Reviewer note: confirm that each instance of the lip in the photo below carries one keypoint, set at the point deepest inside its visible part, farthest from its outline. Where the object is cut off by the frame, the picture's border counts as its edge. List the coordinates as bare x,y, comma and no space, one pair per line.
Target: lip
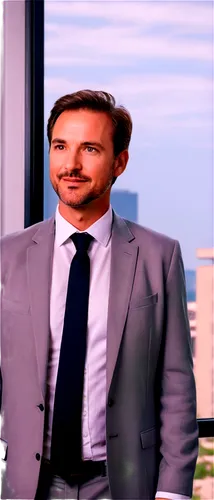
72,180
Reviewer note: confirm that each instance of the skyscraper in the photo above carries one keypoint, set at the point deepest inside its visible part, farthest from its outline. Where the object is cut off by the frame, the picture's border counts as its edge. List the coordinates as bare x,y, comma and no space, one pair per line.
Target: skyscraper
125,204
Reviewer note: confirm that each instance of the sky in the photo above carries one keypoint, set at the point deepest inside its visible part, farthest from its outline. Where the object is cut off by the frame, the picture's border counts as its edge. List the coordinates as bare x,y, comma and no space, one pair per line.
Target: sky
156,58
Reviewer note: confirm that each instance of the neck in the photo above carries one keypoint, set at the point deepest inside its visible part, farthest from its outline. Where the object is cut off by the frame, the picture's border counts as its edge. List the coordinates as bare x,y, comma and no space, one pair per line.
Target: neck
82,218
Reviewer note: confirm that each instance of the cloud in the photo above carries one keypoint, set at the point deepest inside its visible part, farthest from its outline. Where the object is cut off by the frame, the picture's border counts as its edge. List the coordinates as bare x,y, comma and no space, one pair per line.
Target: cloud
155,103
194,15
109,45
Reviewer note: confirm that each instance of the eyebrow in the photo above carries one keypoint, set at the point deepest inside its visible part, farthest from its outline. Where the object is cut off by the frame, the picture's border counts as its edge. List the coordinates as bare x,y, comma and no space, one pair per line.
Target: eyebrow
85,143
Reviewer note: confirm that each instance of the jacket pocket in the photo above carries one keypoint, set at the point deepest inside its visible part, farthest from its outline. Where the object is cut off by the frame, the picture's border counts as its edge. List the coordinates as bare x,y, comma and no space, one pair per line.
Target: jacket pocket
17,307
150,300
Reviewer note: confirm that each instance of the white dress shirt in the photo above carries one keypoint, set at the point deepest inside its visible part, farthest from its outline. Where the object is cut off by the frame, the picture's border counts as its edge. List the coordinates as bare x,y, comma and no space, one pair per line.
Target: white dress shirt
94,392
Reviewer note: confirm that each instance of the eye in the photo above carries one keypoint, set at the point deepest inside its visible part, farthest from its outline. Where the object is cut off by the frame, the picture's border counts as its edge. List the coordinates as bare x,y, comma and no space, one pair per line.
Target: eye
91,149
59,146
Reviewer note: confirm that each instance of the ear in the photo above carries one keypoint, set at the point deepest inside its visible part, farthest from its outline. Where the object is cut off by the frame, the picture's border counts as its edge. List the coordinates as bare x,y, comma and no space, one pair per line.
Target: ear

++++++

From the line containing "Reviewer note: confirm that each instance of the cloud" down to the last line, reproduce the records exactly. Include both ends.

Reviewer note: confirm that each instance of the cloud in the photo above carries one keypoint, set at the point deepest inside its visible part, farthest from its outline. Where the object is cut off by the frame, the picture's border counts as its edge. List the coordinates as bare x,y, comma and no space, one pair per line.
Target: cloud
155,103
194,15
109,45
Reviewer note: confirm that each instance of the eyebrow in the photo above carries one keypoint, set at the point deepest inside its visible part, farthest from its outline. Where the object is cut off by the frame, the picture's border counts as its edge. List the coordinates as bare x,y, comma and no space, one pair per line.
Target: eyebrow
85,143
Reviewer note: confirm that each instance of the jacket pocket in the photo above carries one keypoint, set at the point deepest inside its visible part, farthest from its outline. Where the object is cut off by the frame, the picture's border counts as its edge. List the coordinates as bare x,y, comma and no space, one pair per line.
Target: jacket pocket
17,307
150,300
Reviewer note: confirm that each instance of the white dress shirt in the photo above carries one keypoint, set at the point deepest inside its visible part, farthest from its outline. Where the object is cut off by the frame, the picture's border counts as its edge. List the coordinates as bare x,y, comma and no space, one pair per line.
Target: white dress shirt
94,392
Reviewer note: confirm that each instance of the eye in the photo above carries one keypoint, set at the point deepest inside its visible part, farthest from its outline. Where the object is cut off by the frame, the picture's border counts as its edge. List the coordinates as bare x,y, comma and no space, one pair per line.
Target: eye
91,149
59,146
Reviewer note: confirm that each instance of the ear in the photo above carries one keypoint, set at the point deepest inside its visible part, farthest from its outline. Where the object is cut off by the frame, the picture's border counts as its edge. List the coordinates as bare x,y, comma and no space, one pair per line.
Target: ear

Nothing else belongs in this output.